__Supplied text__:
New Features in Apache Pig 0.10
Another important milestone for Apache Pig was reached this week with the release of Pig 0.10. The purpose of this blog is to summarize the new features in Pig 0.10.
Boolean Data Type
Pig 0.10 introduces boolean data type as a first-class Pig data type. Users can use the keyword “boolean” anywhere where a data type is expected, such as load-as clause, type cast clause, etc.
Here are some sample use cases:
a = load ‘input’ as (a0:boolean, a1:tuple(a10:boolean, a11:int), a2);
b = foreach a generate a0, a1, (boolean)a2;
c = group b by a2; — group by a boolean field
When loading boolean data using PigStorage, Pig expects the text “true” (ignore case) for a true value, and “false” (ignore case) for a false value; while other values map to null. When storing boolean data using PigStorage, true value will emit text “true” and false value will emit text “false”.

__Work to do__:
**A.** Please write out the Pig 0.10 overview word for word, everything from "New Features in Apache" down to "in Pig 0.10.".
**B.** For each statement, say yes or no according to the Pig 0.10 overview, and quote the words that decide it. (i) Boolean is a first-class data type in Pig 0.10. (ii) When loading with PigStorage, the text "TRUE" in capitals maps to null. (iii) When storing with PigStorage, a false value is written as the text "0".
**C.** According to the Pig 0.10 overview, why can the keyword "boolean" appear in a load-as clause or a type cast clause?
The listing after the Pig 0.10 overview has no connection to it.

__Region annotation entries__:
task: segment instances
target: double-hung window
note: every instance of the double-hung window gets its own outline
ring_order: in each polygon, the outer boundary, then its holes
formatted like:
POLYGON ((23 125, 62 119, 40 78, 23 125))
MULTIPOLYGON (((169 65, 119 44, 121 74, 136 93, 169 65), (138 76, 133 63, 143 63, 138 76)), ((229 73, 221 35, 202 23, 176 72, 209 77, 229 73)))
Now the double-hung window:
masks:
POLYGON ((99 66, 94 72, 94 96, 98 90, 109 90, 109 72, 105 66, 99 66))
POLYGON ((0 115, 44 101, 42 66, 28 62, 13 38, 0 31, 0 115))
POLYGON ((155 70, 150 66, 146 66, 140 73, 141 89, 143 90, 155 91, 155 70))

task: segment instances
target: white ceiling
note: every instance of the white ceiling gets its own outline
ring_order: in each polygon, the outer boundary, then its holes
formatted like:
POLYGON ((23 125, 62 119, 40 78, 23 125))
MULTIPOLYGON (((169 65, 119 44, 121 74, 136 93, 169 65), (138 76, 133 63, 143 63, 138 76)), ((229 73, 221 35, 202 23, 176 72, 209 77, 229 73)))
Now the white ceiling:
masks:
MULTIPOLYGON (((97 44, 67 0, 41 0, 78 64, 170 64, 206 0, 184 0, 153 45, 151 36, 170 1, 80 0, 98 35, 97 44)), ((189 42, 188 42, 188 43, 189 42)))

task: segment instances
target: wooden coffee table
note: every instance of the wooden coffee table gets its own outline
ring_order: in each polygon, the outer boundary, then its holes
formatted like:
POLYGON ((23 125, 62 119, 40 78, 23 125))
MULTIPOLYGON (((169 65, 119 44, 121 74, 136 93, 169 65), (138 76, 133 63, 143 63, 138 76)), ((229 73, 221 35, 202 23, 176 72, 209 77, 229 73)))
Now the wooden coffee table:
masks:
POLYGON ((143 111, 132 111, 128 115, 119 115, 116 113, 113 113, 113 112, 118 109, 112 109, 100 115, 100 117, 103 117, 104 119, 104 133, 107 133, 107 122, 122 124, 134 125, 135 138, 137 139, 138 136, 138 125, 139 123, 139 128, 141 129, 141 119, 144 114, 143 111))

__The answers__:
**A.**
New Features in Apache Pig 0.10
Another important milestone for Apache Pig was reached this week with the release of Pig 0.10. The purpose of this blog is to summarize the new features in Pig 0.10.

**B.**
(i) Yes: "Pig 0.10 introduces boolean data type as a first-class Pig data type."
(ii) No: "Pig expects the text “true” (ignore case) for a true value"
(iii) No: "false value will emit text “false”"

**C.** Pig 0.10 makes boolean a first-class Pig data type. Because of this, the keyword "boolean" can be used anywhere a data type is expected, and load-as and type cast clauses are places where a type is expected.